When you transcribe the entries below, keep the wording exact and omit the pictures.

(Input)

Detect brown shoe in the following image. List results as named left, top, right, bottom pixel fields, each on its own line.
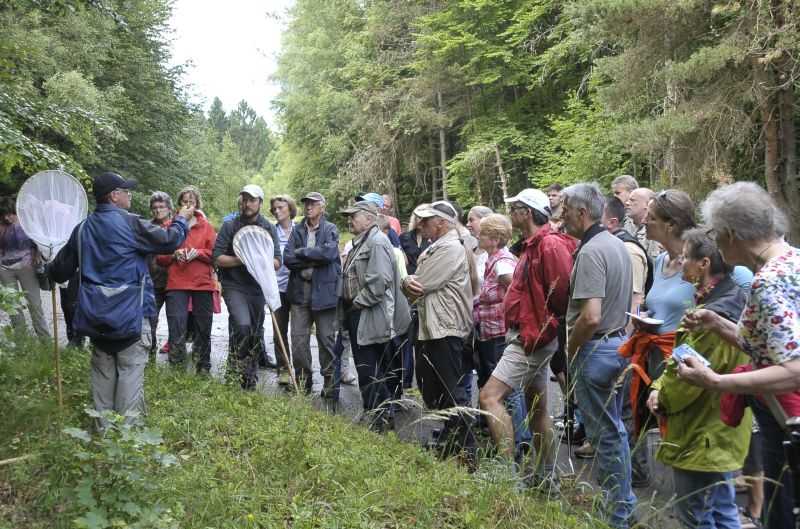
left=575, top=440, right=596, bottom=459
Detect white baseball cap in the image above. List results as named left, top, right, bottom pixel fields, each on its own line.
left=240, top=184, right=264, bottom=200
left=413, top=200, right=458, bottom=222
left=504, top=189, right=551, bottom=218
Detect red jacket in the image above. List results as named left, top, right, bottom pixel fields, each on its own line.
left=504, top=224, right=576, bottom=352
left=156, top=211, right=217, bottom=291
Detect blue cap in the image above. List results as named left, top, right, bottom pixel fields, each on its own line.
left=354, top=192, right=384, bottom=208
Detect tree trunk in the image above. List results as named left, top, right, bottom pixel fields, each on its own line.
left=494, top=144, right=509, bottom=210
left=437, top=91, right=448, bottom=201
left=770, top=0, right=800, bottom=242
left=429, top=133, right=438, bottom=201
left=753, top=57, right=785, bottom=207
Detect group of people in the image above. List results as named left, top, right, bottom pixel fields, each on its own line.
left=3, top=169, right=799, bottom=529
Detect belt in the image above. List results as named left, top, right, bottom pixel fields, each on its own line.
left=591, top=328, right=626, bottom=341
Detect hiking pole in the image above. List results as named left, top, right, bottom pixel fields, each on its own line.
left=563, top=324, right=575, bottom=476
left=270, top=310, right=298, bottom=392
left=51, top=278, right=63, bottom=411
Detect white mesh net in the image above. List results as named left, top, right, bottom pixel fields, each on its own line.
left=232, top=225, right=282, bottom=312
left=15, top=169, right=88, bottom=261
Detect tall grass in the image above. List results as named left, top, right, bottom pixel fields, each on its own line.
left=0, top=337, right=597, bottom=529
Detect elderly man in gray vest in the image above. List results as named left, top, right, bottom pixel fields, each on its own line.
left=340, top=200, right=410, bottom=431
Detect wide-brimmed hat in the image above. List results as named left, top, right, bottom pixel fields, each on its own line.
left=340, top=200, right=379, bottom=216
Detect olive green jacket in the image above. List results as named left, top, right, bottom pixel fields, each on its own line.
left=652, top=277, right=751, bottom=472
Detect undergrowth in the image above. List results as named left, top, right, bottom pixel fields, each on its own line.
left=0, top=336, right=598, bottom=528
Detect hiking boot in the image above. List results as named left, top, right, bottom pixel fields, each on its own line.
left=525, top=471, right=561, bottom=498
left=575, top=440, right=596, bottom=459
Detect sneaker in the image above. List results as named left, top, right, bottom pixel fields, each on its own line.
left=277, top=371, right=291, bottom=386
left=739, top=507, right=762, bottom=529
left=159, top=342, right=170, bottom=355
left=575, top=440, right=596, bottom=459
left=341, top=371, right=358, bottom=385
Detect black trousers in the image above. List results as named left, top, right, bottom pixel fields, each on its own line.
left=271, top=291, right=290, bottom=369
left=416, top=336, right=476, bottom=454
left=223, top=287, right=265, bottom=389
left=166, top=290, right=213, bottom=370
left=345, top=308, right=392, bottom=420
left=60, top=280, right=84, bottom=346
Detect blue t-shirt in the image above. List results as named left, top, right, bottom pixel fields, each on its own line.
left=645, top=253, right=695, bottom=333
left=730, top=265, right=754, bottom=292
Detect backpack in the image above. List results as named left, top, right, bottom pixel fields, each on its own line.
left=614, top=229, right=654, bottom=295
left=72, top=221, right=146, bottom=341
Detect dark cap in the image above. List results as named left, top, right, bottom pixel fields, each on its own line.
left=93, top=171, right=136, bottom=199
left=301, top=192, right=326, bottom=204
left=340, top=200, right=379, bottom=216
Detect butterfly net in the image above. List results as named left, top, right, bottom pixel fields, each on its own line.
left=16, top=170, right=88, bottom=261
left=233, top=225, right=282, bottom=312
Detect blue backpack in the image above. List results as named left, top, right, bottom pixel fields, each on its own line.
left=72, top=222, right=147, bottom=341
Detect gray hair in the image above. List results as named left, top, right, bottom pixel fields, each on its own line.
left=562, top=182, right=605, bottom=222
left=149, top=191, right=173, bottom=211
left=701, top=182, right=788, bottom=242
left=612, top=174, right=639, bottom=191
left=468, top=205, right=493, bottom=220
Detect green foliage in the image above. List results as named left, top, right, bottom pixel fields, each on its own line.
left=0, top=0, right=200, bottom=210
left=535, top=92, right=628, bottom=188
left=63, top=410, right=183, bottom=529
left=0, top=283, right=25, bottom=315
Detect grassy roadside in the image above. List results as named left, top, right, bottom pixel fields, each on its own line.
left=0, top=337, right=598, bottom=529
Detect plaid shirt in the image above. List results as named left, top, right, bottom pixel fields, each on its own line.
left=477, top=248, right=517, bottom=340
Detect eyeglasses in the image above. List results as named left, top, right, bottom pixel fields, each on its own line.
left=114, top=188, right=132, bottom=196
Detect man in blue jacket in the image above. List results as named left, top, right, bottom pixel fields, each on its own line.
left=284, top=192, right=341, bottom=401
left=49, top=172, right=192, bottom=429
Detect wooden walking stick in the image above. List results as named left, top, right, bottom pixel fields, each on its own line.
left=51, top=283, right=63, bottom=411
left=270, top=310, right=298, bottom=392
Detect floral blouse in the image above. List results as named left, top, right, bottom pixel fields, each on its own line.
left=737, top=246, right=800, bottom=366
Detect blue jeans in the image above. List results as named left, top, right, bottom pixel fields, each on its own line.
left=573, top=336, right=636, bottom=528
left=672, top=469, right=739, bottom=529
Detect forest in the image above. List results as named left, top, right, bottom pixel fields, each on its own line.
left=2, top=0, right=799, bottom=237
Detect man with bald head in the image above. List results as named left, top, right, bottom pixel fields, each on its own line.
left=626, top=187, right=661, bottom=260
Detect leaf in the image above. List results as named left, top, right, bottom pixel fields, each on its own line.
left=121, top=501, right=142, bottom=516
left=64, top=427, right=92, bottom=443
left=79, top=508, right=110, bottom=529
left=76, top=479, right=97, bottom=509
left=137, top=429, right=163, bottom=446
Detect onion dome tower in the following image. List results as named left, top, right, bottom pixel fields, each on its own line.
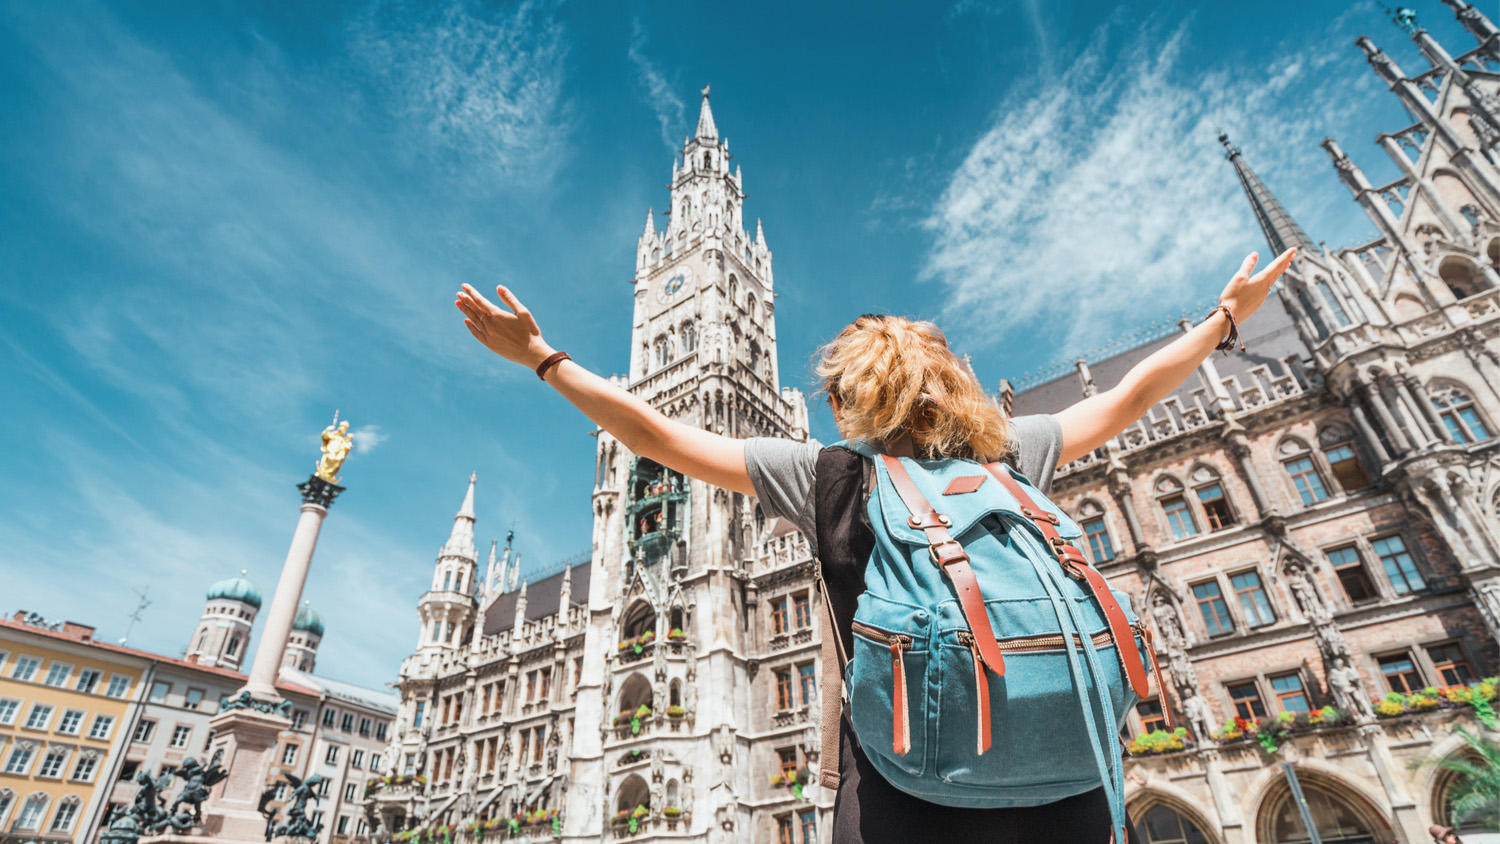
left=186, top=571, right=262, bottom=670
left=283, top=601, right=325, bottom=673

(End Input)

[Result]:
Detect brown shoe in the following image. List results as named left, top, right, bottom pixel fields, each on its own line.
left=575, top=440, right=596, bottom=459
Detect white baseball cap in the image above. List results as named left, top, right, bottom pixel fields, each on its own line.
left=240, top=184, right=264, bottom=200
left=413, top=200, right=458, bottom=222
left=504, top=189, right=551, bottom=218
Detect red jacket in the image above. List results as named left, top, right, bottom pixel fields, each on its own line.
left=504, top=224, right=576, bottom=352
left=156, top=211, right=217, bottom=291
Detect blue cap in the image above. List results as named left, top, right, bottom pixel fields, each on its own line.
left=354, top=192, right=384, bottom=208
Detect tree trunk in the image above. List results as named left, top, right, bottom pixel fields, each on its own line.
left=494, top=144, right=509, bottom=210
left=437, top=91, right=448, bottom=201
left=770, top=0, right=800, bottom=242
left=429, top=133, right=438, bottom=201
left=753, top=57, right=785, bottom=207
Detect group of people in the image above. List results as named left, top, right, bottom pixel fields, each on its own line.
left=3, top=169, right=799, bottom=529
Detect belt in the image above. List results as named left, top, right, bottom pixel fields, each on its own line.
left=591, top=328, right=626, bottom=341
Detect hiking pole in the image above. List results as named left, top, right, bottom pixel fields, each on its own line.
left=563, top=324, right=575, bottom=476
left=270, top=310, right=298, bottom=392
left=51, top=278, right=63, bottom=411
Detect white mesh net in the image above. List results as named left, top, right, bottom pixel fields, each on its own line.
left=232, top=225, right=282, bottom=312
left=15, top=169, right=88, bottom=261
Detect tall grass in the image above. List results as named left, top, right, bottom pixel fields, each on its own line.
left=0, top=337, right=597, bottom=529
Detect elderly man in gray vest in the image above. List results as named left, top, right, bottom pixel fields, each on its own line.
left=340, top=200, right=410, bottom=431
Detect wide-brimmed hat in the image above. List results as named left, top, right, bottom pixel fields, each on its own line.
left=340, top=200, right=379, bottom=216
Detect olive green jacket in the image above. List results as named left, top, right, bottom pixel fields, each on its own line.
left=652, top=277, right=751, bottom=472
Detect undergrowth in the image above. List results as named left, top, right, bottom pixel fields, each on its own line.
left=0, top=336, right=598, bottom=528
Detect hiking boot in the image above. List results as named left, top, right, bottom pixel fields, each on its own line.
left=525, top=471, right=561, bottom=498
left=575, top=440, right=596, bottom=459
Detect sneaker in the image above. List results as named left, top, right, bottom pixel fields, each on its own line.
left=277, top=371, right=291, bottom=386
left=739, top=507, right=762, bottom=529
left=159, top=342, right=170, bottom=355
left=575, top=440, right=596, bottom=459
left=341, top=371, right=358, bottom=385
Detect black trousers in the image above. List results as named left, top, right, bottom pixel fields, each on its own line.
left=271, top=291, right=290, bottom=369
left=416, top=336, right=476, bottom=454
left=223, top=287, right=265, bottom=389
left=166, top=290, right=213, bottom=370
left=345, top=308, right=392, bottom=420
left=60, top=280, right=84, bottom=346
Detect blue t-shirt in the image above. List results as named left, top, right, bottom pixel fields, each on its own line.
left=645, top=253, right=695, bottom=333
left=730, top=265, right=754, bottom=292
Detect backpack in the image above. List results as named left, top, right, bottom pixel fields, each on its own line.
left=614, top=229, right=654, bottom=295
left=72, top=221, right=146, bottom=341
Detect dark cap in the image above. List results as named left, top, right, bottom pixel fields, each on its own line.
left=93, top=171, right=136, bottom=199
left=301, top=192, right=326, bottom=204
left=340, top=200, right=379, bottom=216
Detect butterfly net in the image above. List results as named left, top, right, bottom pixel fields, each on its own line.
left=16, top=170, right=88, bottom=261
left=233, top=225, right=282, bottom=312
Detect blue backpack in the image above. List results as named left, top, right, bottom pixel fields, each on its own line.
left=72, top=222, right=147, bottom=341
Detect gray hair in the image above. List results as named left, top, right, bottom pixel fields, each on its own line.
left=562, top=182, right=605, bottom=222
left=149, top=191, right=173, bottom=211
left=701, top=182, right=788, bottom=242
left=612, top=174, right=639, bottom=191
left=468, top=205, right=493, bottom=220
Detect green foliage in the image above. List results as named left, top, right, bottom pixel fields, each on its own line.
left=0, top=0, right=200, bottom=210
left=535, top=92, right=628, bottom=188
left=63, top=410, right=183, bottom=529
left=0, top=283, right=25, bottom=315
Detect grassy roadside in the image above. List results as named left, top, right, bottom pixel fields, each on its own line.
left=0, top=337, right=598, bottom=529
Detect plaid shirt in the image above. List results as named left, top, right, bottom pixel fields, each on its own line.
left=477, top=248, right=517, bottom=340
Detect eyeglasses in the image above. List results as named left, top, right, bottom pixel fields, each on its own line.
left=114, top=188, right=132, bottom=196
Detect man in blue jacket in the image above. List results as named left, top, right, bottom pixel fields, each on its own line.
left=284, top=192, right=341, bottom=401
left=49, top=172, right=192, bottom=429
Detect wooden walking stick in the image above. List results as named left, top, right, bottom pixel fields, each on its own line.
left=51, top=283, right=63, bottom=411
left=270, top=310, right=298, bottom=392
Detect floral blouse in the image above. List results as named left, top, right, bottom pixel fields, each on its own line.
left=737, top=246, right=800, bottom=366
Detect blue jeans in the image above. List results as named left, top, right, bottom pixel fields, each on its own line.
left=573, top=336, right=636, bottom=528
left=672, top=469, right=739, bottom=529
Detect forest in the image above. List results as named left, top, right, bottom pixel fields, each on its own line.
left=2, top=0, right=799, bottom=237
Detect man with bald head in the image above. List results as named left, top, right, bottom pixel fields, each on its own line.
left=626, top=187, right=661, bottom=260
Detect leaf in the image above. List results as named left, top, right, bottom pixel fields, each on its own line.
left=121, top=501, right=142, bottom=516
left=64, top=427, right=92, bottom=443
left=79, top=508, right=110, bottom=529
left=76, top=479, right=97, bottom=509
left=137, top=429, right=163, bottom=446
Detect onion dome tower in the following image. List results as named left, top, right, bottom pixel fields, each on its own line.
left=186, top=571, right=262, bottom=670
left=283, top=601, right=325, bottom=673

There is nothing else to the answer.